桜は満開、月は満月のみが見るに値するものなのだろうか。
雨の日に月を恋い、すだれを垂れて部屋にこもり春の行方を知らないでいるのも、哀れで情深い。花が咲く頃のこずえ、散りしおれた花びらの舞う庭などにも、見所がある。
歌のことばでも、「花見に参りましたのに、早くも散り過ぎていて」とか、「さわる事あり、花を見れずに」なんて書くのは、「花を見て~」と言うのに劣る事だろうか。花が散り、月が傾くのを慕うのは当然だけど、特に哀れを知らない人は、「この枝も、あの枝も散りに散っている。すでに見所なし」なんて言うようだ。
全ての事、始めと終りにこそ趣ある。
男女の情も、いちずに逢うことだけが恋の情緒なのだろうか。

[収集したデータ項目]
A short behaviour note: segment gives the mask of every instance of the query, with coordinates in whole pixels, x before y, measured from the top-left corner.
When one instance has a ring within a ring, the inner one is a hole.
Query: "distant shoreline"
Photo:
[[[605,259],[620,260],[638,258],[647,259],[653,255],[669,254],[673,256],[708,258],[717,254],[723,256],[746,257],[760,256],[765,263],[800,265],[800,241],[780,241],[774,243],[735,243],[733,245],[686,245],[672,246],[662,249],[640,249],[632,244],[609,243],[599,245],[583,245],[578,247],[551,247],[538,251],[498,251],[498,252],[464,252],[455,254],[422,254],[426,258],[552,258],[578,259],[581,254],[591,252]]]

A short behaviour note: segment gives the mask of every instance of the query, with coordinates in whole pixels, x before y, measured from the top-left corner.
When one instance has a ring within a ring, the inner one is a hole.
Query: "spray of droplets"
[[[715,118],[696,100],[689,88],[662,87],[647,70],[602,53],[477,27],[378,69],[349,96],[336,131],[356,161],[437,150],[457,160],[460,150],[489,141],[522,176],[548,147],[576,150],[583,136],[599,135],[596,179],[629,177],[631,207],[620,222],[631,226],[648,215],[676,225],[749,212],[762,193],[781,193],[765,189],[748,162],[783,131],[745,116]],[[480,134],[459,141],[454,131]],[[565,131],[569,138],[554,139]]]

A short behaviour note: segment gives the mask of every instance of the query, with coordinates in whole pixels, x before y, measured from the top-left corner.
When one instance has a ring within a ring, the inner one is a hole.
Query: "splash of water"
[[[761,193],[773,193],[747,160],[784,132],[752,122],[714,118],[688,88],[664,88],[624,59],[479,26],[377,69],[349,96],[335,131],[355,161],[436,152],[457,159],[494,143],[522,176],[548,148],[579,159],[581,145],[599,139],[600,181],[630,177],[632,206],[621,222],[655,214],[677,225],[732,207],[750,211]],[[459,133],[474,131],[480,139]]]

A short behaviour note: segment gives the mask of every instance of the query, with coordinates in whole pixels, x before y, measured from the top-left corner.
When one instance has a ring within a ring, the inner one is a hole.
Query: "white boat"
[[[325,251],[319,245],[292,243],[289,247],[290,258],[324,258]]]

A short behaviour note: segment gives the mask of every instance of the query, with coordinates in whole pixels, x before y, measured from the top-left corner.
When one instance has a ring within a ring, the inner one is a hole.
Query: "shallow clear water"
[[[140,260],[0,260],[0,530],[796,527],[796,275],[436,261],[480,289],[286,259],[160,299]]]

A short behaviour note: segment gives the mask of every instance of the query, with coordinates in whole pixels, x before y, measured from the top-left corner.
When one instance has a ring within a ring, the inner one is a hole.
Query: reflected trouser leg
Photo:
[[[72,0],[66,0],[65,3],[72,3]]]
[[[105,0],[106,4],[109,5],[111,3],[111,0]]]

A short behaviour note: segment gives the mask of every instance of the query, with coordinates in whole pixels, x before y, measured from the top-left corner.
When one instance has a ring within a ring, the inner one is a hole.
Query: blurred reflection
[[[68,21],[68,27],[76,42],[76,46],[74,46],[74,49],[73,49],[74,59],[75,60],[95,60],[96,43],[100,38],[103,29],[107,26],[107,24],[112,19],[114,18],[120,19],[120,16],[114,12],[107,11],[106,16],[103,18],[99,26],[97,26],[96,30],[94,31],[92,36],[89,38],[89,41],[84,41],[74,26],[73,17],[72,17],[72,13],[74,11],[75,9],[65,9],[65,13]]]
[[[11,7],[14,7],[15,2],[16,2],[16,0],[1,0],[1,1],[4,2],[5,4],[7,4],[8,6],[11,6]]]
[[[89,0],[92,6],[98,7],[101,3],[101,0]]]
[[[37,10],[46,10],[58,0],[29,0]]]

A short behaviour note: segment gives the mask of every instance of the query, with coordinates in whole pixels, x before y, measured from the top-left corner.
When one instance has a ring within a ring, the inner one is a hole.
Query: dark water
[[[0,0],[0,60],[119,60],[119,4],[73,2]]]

実施する課題:
a. 本文について、次の問いにそれぞれ短く答えてください。
(i) 全ての事において、趣があるとされているのはどこですか。
(ii) 散りしおれた花びらが舞う場所として挙げられているのはどこですか。
(iii) 哀れを知らない人は、枝を見てどう言うとされていますか。
b. 行の中から、文字列「water」を含む行をすべて抜き出してください。
本文と行は、互いに関係のない別々の資料です。

課題別の解答:
a.
(i) 始めと終り
(ii) 庭
(iii) 「この枝も、あの枝も散りに散っている。すでに見所なし」

b.
Query: "splash of water"
Query: "shallow clear water"
Query: dark water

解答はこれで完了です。